[Extracted records]
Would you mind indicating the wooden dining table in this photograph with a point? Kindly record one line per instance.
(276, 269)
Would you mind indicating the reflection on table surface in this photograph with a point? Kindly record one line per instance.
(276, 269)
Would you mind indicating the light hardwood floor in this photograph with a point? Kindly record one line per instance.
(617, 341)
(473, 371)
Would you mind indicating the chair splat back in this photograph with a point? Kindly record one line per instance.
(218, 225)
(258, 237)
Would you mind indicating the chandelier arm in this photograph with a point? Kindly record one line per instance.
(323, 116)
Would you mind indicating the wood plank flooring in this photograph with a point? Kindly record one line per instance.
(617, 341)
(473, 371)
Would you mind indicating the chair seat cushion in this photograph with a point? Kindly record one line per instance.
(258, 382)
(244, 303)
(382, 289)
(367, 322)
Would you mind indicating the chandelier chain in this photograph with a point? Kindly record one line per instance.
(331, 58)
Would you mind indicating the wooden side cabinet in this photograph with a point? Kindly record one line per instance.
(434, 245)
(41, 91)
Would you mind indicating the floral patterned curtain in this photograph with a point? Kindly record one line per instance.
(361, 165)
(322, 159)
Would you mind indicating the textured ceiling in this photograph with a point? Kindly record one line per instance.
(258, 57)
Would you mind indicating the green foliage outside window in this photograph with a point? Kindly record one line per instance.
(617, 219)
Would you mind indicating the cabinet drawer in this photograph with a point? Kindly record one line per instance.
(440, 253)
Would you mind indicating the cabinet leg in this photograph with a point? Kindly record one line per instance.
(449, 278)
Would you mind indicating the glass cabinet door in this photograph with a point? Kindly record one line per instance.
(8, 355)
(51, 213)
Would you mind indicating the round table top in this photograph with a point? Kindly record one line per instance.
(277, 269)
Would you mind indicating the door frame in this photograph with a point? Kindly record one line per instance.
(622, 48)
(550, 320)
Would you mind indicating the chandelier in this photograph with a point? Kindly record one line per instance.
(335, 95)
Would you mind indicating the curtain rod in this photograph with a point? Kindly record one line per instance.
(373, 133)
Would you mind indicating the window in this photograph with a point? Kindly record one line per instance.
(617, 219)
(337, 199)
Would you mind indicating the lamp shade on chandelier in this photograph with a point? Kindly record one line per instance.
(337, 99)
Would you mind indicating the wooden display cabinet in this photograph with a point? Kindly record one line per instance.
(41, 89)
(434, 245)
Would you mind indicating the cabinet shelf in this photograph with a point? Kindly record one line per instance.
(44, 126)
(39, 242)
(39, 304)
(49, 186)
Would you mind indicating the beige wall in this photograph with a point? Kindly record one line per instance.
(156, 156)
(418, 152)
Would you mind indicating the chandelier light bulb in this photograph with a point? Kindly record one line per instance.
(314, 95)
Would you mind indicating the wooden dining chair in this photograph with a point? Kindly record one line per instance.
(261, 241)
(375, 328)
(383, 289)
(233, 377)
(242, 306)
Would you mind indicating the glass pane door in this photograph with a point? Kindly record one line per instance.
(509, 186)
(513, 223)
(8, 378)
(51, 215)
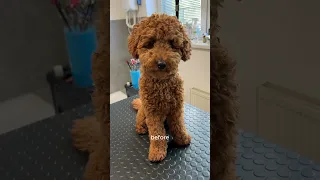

● **Exercise requirements**: Rewrite all of the records above with every "photograph" changed to "image" and nothing else altered. Leave the pictures out.

● **Correct output**:
Would you mind indicating the wooden dining table in this image with a point? Kindly record one line per instance.
(276, 269)
Would you mind indicating the reflection on table surface in this image with a point? Kindly record one line per instance.
(276, 269)
Would you mind indicating the light hardwood floor in this image with a point? Kindly record one line per instance.
(617, 341)
(473, 371)
Would you mind indicating the chair splat back in this image with a point? Kindly record one line per instance.
(218, 225)
(258, 237)
Would you mind indicating the chandelier arm in this image with a point? Kindly record one line per instance.
(323, 116)
Would you mind indicating the wood plank flooring in this image with a point? Kindly record one line per instance.
(617, 341)
(473, 371)
Would you mind indicating the chair seat cushion in this image with a point? Kindly record one line per instance.
(258, 382)
(244, 303)
(382, 289)
(367, 322)
Would you mind indicating the chandelier chain in this image with a point? Kindly record one line per instance.
(331, 58)
Would you mind indicating the wooden side cabinet in this image with a point? Kindly record one line per instance.
(434, 245)
(41, 91)
Would you mind indicating the floral patterned curtain in this image with a point? Kindly record one line per instance.
(361, 165)
(322, 159)
Would you mind indicating the textured ceiling in this image with a point? Kindly record one line per instance.
(258, 57)
Would you mind indicating the green foliage outside window in this image with a point? Kindly record one line per instance.
(617, 219)
Would you mind indicating the cabinet drawer in this image with a point? Kindly record one line per instance.
(440, 253)
Would you mind indicating the cabinet leg in this image with a point? Kindly record one line per instance.
(449, 278)
Would you mind indicating the glass cabinet door in this image with a point? Kindly record one line per instance.
(8, 355)
(51, 213)
Would you mind indicating the round table top in this image with a point? Kindly record one line per instance.
(277, 269)
Would you mind indicating the door frame in this image with a point? Kindly record one line per instance.
(622, 48)
(550, 320)
Would you mind indicating the chandelier in this image with a point? Kindly record one line per instance.
(335, 95)
Would you mind indicating the curtain rod in this image with a point? Kindly record one line per instance.
(373, 133)
Would you mind indicating the window in this image with a point? Kindly record one line per instance.
(617, 219)
(337, 199)
Would you mind indicating the lamp shade on chandelier in this image with a point? Kindly record one line per instance.
(337, 99)
Would you mind indicating the wooden display cabinet in this image with a point? Kindly record one line per instance.
(41, 89)
(434, 245)
Would you mind indicating the cabinet shelf in this image with a point? Kindly record one line per instance.
(44, 126)
(39, 242)
(39, 304)
(49, 186)
Would you mind indicating the beige wall in this image with a point? Kindly record one line per instance.
(156, 156)
(418, 152)
Would you mind indicating the chandelier light bulb in this image with a point? Kindly record one line per instance.
(314, 95)
Would you mind indicating the wooden dining chair in this image with a point? Kindly record one line per instance.
(261, 241)
(375, 328)
(383, 289)
(233, 377)
(242, 306)
Would you mind indicating the glass pane door in this image with a point? Kindly record one line per instance.
(509, 186)
(513, 223)
(8, 378)
(51, 215)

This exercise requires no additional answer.